## [PROBLEM]
Reproduce verbatim the stretch of the entries below from the line containing "Annotation guideline: for every instance of the tile" through the final line of the entries, both ends included.

## [RECORDS FOR THE TASK]

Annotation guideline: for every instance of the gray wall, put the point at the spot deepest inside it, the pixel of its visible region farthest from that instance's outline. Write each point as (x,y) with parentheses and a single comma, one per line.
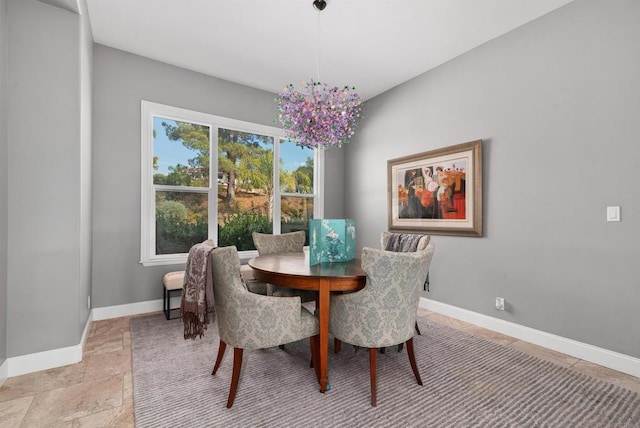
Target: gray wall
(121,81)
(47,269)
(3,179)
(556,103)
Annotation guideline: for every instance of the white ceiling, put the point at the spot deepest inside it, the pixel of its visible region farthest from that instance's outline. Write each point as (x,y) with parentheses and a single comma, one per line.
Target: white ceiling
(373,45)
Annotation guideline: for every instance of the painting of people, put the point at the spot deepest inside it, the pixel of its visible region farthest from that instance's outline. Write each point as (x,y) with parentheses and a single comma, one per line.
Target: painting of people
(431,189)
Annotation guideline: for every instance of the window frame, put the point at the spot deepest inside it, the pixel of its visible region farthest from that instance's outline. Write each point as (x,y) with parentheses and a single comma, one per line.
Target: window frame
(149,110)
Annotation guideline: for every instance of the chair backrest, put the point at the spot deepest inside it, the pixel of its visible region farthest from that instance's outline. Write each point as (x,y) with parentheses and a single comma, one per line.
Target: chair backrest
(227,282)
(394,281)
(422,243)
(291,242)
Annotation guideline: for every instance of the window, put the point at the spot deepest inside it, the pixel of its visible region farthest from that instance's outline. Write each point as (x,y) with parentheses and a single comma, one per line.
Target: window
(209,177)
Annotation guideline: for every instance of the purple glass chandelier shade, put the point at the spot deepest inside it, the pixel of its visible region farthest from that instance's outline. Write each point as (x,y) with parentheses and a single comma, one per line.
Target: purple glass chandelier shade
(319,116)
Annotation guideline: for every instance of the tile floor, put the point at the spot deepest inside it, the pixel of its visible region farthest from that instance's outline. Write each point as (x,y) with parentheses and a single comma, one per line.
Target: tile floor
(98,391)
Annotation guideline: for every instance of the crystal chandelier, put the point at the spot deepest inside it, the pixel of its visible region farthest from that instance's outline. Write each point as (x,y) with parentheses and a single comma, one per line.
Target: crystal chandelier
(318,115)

## [RESPONSE TO THE EXERCISE]
Annotation guideline: for every instance of the tile floor, put the point at the spot deepest inside it, the pixel of its visible region farthest from that instance's outline. Write each point as (x,y) with parentheses and a single comma, one per line.
Target: tile floor
(98,391)
Annotation guideline: for every instance of the crystal chandelier, put the point at the spot deepest inside it, the pixel of its visible region farthest from that instance's outline. Write each point as (x,y) with parentheses and a single comma, one per line.
Target: crystal chandelier
(318,115)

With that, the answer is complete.